**Gegeven tekst:**
------------------------------------------------------------
Tijdens de comparitie heeft SNBV verklaard dat de aanleiding voor het bekijken van de camerabeelden begin december 2018 vermoedens van (ernstige) misstanden in het Privium waren. SNBV heeft in dat kader genoemd dat de toegangsdeur van het Privium was geforceerd en bedrijfskleding, eten en servies uit het Privium werden weggenomen. Bij het bekijken van de camerabeelden heeft SNBV geconstateerd dat [appellant] op 29 oktober 2018 in het Privium een flesje cola drinkt. SNBV heeft hierin vervolgens aanleiding gezien om op grond van artikel 8.9 van de overeenkomst met ISS [appellant] de toegang tot SNBV te ontzeggen. SNBV heeft in dat kader gesteld dat de intrekking van de Schipholpas geen sanctie was om [appellant] te bestraffen, maar louter was gebaseerd op het feit dat ISS [appellant] van de schoonmaakopdracht bij SNBV had gehaald, waardoor [appellant] de Schipholpas niet langer nodig had. Dit volgt evenwel niet uit de brief die SNBV op 12 december 2018 aan ISS heeft gestuurd:
‘Op dinsdag 4 december 2018 (…) is door de controlerende instantie, zijnde de Bedrijfsrecherche Schiphol (…) de Schipholpas ingenomen van de heer [appellant] (…) dit vanwege het wegnemen en nuttigen van drank behorende aan de werkvoorraad van het Privium, op 29 oktober 2018 omstreeks 01:00 uur tijdens diensttijd.’
Hieruit volgt dat – anders dan SNBV stelt – de Schipholpas van [appellant] wel degelijk is ingenomen als sanctie om [appellant] te bestraffen. Echter, voor deze situatie kennen de Schipholregels, de RTS en de voorwaarden andere, minder verstrekkende, sanctioneringsmaatregelen. Hiervan heeft SNBV evenwel geen gebruik gemaakt. Daarmee heeft SNBV geen rekening gehouden met de door [appellant] gestelde en door SNBV niet dan wel onvoldoende gemotiveerd weersproken belangen van [appellant] , terwijl dat zeer wel had gekund.
Door op geen enkele wijze de belangen van [appellant] te betrekken bij de beslissing om zijn Schipholpas in te nemen heeft SNBV dan ook de belangen van [appellant] ernstig veronachtzaamd en daarmee onrechtmatig jegens hem gehandeld. Hierbij weegt mee dat onduidelijkheid is blijven bestaan over de vraag naar de verwijtbaarheid van het drinken van het flesje cola door [appellant] .
Grief I slaagt daarom. Bij deze uitkomst heeft [appellant] geen belang bij behandeling van de overige grieven.
De slotsom uit het bovenstaande is dat de vordering tot teruggave van de Schipholpas en toelating tot de werkzaamheden om de hiervoor besproken redenen moet worden toegewezen, indien en voor zover de werkgever van [appellant] , ISS, hem weer bij SNBV tewerk stelt. SNBV heeft geen feiten gesteld die, indien bewezen, tot een ander oordeel kunnen leiden, zodat haar bewijsaanbod, als niet ter zake dienend, wordt gepasseerd. Als de in het ongelijk gestelde partij zal SNBV worden veroordeeld in de kosten van het geding in beide instanties.
------------------------------------------------------------
[Items uit een gegevensbron]

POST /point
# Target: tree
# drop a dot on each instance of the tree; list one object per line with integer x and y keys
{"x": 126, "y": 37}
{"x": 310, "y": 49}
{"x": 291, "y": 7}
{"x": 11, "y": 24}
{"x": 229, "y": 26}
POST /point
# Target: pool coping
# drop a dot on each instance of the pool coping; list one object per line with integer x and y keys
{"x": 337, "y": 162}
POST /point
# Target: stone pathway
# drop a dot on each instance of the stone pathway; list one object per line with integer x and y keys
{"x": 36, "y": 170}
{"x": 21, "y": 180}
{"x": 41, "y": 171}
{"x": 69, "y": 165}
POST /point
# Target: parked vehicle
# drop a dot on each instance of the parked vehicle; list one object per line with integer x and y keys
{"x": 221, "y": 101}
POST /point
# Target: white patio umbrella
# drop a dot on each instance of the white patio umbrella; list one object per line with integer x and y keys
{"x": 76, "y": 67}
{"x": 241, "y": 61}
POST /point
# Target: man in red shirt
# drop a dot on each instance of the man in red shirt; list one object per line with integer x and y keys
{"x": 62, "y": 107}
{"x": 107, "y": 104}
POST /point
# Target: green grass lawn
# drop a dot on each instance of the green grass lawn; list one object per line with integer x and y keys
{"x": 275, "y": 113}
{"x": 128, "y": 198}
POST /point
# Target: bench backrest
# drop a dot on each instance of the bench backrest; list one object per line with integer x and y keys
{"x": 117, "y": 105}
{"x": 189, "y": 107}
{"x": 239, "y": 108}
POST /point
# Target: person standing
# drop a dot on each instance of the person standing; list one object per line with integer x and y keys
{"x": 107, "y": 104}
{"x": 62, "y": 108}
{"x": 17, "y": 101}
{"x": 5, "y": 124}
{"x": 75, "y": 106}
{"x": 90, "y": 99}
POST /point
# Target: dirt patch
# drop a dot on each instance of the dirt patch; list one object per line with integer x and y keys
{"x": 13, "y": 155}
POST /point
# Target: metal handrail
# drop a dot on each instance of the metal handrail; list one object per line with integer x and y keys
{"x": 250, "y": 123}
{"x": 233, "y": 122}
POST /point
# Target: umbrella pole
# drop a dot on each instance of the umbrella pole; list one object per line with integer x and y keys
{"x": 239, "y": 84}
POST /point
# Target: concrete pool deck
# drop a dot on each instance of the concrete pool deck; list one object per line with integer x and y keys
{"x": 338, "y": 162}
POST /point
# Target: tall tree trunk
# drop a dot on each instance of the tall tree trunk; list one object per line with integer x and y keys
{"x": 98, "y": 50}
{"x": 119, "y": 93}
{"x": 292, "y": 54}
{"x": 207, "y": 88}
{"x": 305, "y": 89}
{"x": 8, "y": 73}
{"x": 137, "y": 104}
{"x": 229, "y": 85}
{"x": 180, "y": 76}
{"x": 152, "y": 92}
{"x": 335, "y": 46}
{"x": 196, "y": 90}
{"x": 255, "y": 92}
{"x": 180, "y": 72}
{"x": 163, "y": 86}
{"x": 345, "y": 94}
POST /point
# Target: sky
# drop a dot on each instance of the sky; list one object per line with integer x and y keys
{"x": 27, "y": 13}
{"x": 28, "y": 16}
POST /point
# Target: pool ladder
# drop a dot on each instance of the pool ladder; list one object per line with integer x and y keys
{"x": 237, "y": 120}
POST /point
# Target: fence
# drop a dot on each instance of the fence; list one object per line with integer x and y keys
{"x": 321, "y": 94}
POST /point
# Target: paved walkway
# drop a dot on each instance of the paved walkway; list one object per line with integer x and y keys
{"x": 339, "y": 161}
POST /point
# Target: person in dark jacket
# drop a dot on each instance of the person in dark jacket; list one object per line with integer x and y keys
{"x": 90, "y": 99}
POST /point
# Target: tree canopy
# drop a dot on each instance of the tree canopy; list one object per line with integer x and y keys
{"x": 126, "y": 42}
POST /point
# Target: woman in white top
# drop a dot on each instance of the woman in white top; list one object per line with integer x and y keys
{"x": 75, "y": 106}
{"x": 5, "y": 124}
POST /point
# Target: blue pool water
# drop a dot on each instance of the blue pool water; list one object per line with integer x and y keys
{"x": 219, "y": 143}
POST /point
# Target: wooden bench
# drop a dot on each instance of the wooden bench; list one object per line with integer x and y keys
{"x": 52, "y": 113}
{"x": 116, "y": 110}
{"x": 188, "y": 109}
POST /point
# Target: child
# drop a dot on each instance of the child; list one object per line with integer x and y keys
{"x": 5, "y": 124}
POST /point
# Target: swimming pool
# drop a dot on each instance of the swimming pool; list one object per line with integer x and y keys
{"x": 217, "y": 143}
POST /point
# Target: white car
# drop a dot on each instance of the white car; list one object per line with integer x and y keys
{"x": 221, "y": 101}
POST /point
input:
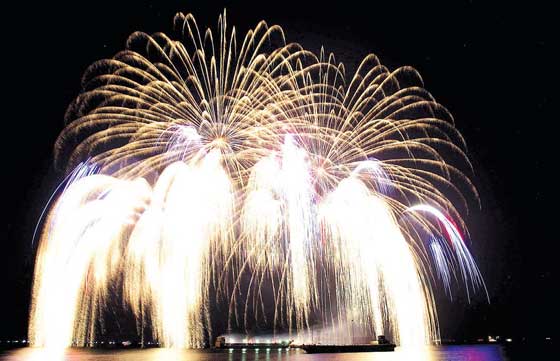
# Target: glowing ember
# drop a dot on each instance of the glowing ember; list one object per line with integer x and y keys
{"x": 204, "y": 171}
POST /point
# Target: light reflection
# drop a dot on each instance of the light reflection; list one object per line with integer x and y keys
{"x": 428, "y": 353}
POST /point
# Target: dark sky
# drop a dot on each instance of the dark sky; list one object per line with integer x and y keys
{"x": 489, "y": 63}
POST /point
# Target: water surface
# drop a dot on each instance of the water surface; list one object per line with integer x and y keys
{"x": 439, "y": 353}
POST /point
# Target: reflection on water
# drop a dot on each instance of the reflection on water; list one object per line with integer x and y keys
{"x": 441, "y": 353}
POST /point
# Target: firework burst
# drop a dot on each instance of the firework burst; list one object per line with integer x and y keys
{"x": 203, "y": 167}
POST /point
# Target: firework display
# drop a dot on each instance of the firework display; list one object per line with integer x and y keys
{"x": 203, "y": 169}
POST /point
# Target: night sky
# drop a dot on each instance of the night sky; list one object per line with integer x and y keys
{"x": 491, "y": 65}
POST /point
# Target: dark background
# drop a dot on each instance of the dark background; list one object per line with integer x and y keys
{"x": 489, "y": 63}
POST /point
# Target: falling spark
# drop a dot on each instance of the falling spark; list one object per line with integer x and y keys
{"x": 208, "y": 170}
------------------------------------------------------------
**Opdracht:** Citeer letterlijk het deel van de tekst over de ingenomen Schipholpas dat loopt van "De slotsom uit" tot en met "in beide instanties.".

**Oplossing:**
De slotsom uit het bovenstaande is dat de vordering tot teruggave van de Schipholpas en toelating tot de werkzaamheden om de hiervoor besproken redenen moet worden toegewezen, indien en voor zover de werkgever van [appellant] , ISS, hem weer bij SNBV tewerk stelt. SNBV heeft geen feiten gesteld die, indien bewezen, tot een ander oordeel kunnen leiden, zodat haar bewijsaanbod, als niet ter zake dienend, wordt gepasseerd. Als de in het ongelijk gestelde partij zal SNBV worden veroordeeld in de kosten van het geding in beide instanties.